Gather every line below that contains the word "jacket", and copy each of those lines in full.

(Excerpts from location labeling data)
▼

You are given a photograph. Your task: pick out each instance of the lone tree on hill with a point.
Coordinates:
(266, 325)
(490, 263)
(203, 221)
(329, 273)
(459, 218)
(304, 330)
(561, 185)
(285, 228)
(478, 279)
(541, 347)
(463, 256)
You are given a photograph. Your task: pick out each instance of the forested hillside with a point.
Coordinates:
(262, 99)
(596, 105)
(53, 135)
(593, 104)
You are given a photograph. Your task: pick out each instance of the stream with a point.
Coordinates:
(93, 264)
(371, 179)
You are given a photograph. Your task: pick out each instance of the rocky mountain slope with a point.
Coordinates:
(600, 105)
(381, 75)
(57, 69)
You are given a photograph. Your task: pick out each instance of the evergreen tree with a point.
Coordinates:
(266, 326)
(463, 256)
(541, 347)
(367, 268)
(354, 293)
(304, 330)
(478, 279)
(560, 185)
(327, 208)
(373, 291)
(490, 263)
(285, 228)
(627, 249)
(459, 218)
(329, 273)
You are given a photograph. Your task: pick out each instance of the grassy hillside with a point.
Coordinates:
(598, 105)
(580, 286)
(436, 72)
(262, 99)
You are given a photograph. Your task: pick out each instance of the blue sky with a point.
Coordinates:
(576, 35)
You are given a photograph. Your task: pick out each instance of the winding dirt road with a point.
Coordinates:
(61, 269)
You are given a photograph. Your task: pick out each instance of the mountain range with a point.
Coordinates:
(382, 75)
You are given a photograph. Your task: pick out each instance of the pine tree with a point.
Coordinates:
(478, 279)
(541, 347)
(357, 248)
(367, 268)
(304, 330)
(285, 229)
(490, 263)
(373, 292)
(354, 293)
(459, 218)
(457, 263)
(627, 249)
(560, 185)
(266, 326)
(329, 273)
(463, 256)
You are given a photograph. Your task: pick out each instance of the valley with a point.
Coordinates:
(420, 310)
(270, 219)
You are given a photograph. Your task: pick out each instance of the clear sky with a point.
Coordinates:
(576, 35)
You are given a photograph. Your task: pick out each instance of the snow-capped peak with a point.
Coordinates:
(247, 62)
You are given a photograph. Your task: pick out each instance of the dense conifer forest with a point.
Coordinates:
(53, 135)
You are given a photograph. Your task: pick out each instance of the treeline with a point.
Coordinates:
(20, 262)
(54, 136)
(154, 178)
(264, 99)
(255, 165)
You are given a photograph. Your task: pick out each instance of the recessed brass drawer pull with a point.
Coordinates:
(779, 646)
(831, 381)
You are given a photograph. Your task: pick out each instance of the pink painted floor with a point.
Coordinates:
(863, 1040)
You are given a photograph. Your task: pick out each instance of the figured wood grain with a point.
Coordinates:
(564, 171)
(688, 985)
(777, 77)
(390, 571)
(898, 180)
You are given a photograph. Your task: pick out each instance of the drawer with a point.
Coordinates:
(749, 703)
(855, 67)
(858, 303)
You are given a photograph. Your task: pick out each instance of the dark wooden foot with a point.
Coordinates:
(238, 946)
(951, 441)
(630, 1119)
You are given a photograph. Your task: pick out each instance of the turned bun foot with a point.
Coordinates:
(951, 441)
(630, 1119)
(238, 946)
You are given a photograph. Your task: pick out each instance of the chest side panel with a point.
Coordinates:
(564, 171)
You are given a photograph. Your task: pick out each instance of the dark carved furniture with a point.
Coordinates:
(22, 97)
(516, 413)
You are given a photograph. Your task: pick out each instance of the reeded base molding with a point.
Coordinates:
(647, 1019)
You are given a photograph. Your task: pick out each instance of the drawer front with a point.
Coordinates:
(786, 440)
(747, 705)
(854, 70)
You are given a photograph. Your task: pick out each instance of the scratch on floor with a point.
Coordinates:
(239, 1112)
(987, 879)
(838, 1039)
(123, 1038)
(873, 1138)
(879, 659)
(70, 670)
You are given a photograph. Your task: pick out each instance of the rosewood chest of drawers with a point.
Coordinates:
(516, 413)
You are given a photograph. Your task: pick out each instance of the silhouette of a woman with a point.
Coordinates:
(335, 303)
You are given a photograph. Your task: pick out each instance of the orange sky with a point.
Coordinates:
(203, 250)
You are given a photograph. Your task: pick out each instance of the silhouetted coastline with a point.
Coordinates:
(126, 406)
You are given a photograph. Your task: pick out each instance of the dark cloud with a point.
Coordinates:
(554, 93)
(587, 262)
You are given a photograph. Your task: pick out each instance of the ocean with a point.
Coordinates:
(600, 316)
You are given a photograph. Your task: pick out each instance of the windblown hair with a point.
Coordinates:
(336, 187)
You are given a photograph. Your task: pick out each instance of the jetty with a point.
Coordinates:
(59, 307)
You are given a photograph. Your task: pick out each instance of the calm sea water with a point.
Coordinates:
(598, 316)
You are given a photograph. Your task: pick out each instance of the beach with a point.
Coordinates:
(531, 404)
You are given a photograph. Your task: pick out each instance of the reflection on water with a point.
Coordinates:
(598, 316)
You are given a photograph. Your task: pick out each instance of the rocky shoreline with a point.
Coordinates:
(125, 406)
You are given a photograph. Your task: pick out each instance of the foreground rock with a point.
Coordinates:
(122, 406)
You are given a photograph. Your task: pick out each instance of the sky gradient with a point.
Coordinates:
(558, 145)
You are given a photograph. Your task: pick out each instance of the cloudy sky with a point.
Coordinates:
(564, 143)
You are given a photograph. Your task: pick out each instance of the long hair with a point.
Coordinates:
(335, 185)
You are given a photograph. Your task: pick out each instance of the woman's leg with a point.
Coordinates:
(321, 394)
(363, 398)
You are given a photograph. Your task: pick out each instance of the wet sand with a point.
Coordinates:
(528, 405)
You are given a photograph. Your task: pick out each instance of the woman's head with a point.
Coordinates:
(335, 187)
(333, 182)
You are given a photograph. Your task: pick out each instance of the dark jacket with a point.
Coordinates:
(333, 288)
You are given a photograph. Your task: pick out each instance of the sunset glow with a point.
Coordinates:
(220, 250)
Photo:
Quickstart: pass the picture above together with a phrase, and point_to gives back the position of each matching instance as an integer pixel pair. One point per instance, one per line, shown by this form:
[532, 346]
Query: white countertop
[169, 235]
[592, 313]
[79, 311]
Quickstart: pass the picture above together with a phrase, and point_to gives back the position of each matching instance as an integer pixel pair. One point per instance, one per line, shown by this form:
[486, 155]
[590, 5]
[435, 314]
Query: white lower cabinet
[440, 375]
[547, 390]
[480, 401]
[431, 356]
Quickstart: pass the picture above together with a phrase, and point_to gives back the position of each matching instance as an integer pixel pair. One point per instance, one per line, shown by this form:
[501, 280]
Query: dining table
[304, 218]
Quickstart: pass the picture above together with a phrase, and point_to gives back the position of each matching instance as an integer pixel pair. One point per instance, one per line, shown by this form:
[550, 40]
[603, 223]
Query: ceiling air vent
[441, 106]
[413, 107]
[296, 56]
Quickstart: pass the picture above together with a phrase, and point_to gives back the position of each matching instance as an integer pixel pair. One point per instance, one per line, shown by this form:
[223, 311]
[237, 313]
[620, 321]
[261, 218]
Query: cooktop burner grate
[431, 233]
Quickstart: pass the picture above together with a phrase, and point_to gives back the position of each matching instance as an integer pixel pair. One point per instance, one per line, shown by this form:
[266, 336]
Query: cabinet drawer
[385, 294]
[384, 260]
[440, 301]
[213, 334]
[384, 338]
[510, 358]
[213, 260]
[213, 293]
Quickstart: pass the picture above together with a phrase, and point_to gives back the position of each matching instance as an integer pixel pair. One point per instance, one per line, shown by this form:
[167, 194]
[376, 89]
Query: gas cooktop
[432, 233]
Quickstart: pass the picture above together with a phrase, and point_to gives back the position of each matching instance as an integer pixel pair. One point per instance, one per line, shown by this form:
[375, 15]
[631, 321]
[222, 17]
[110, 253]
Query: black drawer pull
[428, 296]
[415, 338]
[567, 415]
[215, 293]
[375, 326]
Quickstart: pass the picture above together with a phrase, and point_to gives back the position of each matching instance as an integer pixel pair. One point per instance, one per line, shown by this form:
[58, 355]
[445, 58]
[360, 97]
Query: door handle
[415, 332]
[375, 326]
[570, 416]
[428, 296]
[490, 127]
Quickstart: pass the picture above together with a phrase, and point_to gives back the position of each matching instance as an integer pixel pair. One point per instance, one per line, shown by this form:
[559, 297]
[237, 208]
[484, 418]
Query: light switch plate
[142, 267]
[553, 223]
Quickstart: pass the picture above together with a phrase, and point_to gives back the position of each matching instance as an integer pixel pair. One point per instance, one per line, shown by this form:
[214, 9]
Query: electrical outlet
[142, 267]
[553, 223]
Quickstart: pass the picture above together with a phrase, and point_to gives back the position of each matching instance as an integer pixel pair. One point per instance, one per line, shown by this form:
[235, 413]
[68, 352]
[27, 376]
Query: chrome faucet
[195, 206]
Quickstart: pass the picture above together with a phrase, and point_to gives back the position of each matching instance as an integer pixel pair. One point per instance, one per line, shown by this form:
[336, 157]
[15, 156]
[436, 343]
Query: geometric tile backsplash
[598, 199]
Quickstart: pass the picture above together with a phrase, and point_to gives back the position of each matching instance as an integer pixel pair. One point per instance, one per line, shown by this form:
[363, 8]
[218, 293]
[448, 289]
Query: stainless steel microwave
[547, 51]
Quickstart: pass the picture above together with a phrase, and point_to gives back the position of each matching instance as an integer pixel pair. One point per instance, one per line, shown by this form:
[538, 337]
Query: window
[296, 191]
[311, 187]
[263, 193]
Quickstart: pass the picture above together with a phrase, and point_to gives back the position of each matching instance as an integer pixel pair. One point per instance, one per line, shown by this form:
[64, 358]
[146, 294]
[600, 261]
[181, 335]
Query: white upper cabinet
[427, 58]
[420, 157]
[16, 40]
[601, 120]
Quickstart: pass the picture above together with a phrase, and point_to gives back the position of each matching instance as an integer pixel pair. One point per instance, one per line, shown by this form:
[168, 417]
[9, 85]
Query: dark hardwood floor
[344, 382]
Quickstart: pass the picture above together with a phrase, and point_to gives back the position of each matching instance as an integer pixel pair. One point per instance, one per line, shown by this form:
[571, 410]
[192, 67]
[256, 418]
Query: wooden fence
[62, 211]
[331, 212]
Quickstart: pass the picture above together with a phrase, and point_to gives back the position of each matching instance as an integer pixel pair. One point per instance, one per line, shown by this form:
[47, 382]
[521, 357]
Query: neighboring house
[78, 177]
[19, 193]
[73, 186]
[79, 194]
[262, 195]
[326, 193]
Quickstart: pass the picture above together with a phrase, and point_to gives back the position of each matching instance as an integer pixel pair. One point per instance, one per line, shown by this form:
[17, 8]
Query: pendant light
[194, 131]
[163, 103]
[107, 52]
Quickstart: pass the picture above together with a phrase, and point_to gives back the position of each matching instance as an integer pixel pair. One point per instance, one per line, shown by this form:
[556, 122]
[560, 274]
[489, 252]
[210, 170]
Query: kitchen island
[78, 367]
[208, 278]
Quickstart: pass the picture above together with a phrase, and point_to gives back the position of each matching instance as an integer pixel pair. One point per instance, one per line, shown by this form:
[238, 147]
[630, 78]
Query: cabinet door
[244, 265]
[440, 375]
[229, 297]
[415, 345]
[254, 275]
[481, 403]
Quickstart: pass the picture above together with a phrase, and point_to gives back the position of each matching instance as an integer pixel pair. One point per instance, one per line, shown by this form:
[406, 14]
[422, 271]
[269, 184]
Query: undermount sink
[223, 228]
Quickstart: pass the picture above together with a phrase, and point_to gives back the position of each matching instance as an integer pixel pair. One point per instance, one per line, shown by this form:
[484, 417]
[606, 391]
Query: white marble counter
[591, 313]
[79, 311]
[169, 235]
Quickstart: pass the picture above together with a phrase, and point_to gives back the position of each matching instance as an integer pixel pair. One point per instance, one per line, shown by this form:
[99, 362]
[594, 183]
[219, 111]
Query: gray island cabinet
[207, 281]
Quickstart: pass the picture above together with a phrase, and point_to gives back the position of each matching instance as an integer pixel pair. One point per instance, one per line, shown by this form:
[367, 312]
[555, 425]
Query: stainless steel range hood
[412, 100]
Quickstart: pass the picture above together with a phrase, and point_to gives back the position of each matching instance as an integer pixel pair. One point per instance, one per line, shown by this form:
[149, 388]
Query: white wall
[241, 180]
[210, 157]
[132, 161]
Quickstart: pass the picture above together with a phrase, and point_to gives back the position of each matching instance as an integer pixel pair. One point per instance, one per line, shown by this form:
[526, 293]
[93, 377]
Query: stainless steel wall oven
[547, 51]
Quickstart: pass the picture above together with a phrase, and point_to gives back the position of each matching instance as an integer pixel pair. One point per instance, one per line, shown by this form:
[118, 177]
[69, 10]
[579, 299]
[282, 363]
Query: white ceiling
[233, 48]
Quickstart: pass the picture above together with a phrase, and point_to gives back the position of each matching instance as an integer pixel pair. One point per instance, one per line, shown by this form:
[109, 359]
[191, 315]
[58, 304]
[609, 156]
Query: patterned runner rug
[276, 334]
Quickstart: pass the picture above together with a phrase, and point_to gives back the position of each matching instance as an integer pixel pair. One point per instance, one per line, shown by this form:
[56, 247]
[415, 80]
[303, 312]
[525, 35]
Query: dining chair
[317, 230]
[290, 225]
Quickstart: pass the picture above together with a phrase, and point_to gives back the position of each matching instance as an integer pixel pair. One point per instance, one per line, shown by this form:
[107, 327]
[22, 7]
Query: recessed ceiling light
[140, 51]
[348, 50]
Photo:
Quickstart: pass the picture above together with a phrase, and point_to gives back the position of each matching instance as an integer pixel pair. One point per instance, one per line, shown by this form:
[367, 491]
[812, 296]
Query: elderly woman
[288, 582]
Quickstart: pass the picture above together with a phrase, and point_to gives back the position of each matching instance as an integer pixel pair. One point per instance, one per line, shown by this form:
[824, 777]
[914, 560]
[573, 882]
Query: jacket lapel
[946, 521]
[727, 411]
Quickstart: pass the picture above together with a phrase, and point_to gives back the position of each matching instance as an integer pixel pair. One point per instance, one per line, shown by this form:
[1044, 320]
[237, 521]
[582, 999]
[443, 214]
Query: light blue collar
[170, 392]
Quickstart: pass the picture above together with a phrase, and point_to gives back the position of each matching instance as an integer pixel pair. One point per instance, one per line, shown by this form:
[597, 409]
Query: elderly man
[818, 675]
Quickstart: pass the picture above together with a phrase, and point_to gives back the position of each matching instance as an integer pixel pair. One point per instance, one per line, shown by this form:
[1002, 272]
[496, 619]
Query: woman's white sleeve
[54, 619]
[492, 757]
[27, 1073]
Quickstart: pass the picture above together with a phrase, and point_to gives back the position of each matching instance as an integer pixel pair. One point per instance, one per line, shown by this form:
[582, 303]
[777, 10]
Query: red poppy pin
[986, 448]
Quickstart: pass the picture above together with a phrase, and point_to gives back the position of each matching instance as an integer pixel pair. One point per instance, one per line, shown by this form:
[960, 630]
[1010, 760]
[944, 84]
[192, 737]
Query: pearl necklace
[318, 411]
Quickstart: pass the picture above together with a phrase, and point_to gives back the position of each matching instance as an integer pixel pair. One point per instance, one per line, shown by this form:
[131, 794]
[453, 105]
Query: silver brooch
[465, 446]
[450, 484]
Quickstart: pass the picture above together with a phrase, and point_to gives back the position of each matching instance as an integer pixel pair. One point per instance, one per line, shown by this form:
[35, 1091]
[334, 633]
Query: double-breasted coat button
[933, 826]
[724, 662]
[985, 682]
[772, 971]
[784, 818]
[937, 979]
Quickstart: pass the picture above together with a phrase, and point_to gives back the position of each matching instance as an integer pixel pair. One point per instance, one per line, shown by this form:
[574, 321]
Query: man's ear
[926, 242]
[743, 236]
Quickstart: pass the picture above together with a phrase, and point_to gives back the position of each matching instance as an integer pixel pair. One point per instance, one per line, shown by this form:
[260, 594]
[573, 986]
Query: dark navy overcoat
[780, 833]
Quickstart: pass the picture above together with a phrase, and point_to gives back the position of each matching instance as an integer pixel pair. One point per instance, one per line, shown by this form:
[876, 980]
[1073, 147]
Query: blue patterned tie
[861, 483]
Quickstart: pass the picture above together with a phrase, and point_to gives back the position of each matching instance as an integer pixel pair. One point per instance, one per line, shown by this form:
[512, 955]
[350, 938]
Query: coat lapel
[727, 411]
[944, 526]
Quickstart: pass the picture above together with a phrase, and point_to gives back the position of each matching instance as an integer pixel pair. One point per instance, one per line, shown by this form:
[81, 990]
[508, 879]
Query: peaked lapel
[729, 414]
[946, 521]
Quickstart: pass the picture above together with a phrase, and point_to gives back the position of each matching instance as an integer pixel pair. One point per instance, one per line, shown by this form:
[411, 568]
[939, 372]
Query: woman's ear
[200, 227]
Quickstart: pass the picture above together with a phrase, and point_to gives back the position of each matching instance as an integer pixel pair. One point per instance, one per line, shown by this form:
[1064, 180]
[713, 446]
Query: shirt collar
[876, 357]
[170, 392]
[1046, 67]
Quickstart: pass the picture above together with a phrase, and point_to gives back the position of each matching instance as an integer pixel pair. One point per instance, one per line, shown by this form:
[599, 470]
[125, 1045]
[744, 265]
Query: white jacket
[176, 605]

▲

* Exercise response *
You are given a photograph. Your task: pick out each instance of the dark jacket with a point.
Query: jacket lapel
Query: white jacket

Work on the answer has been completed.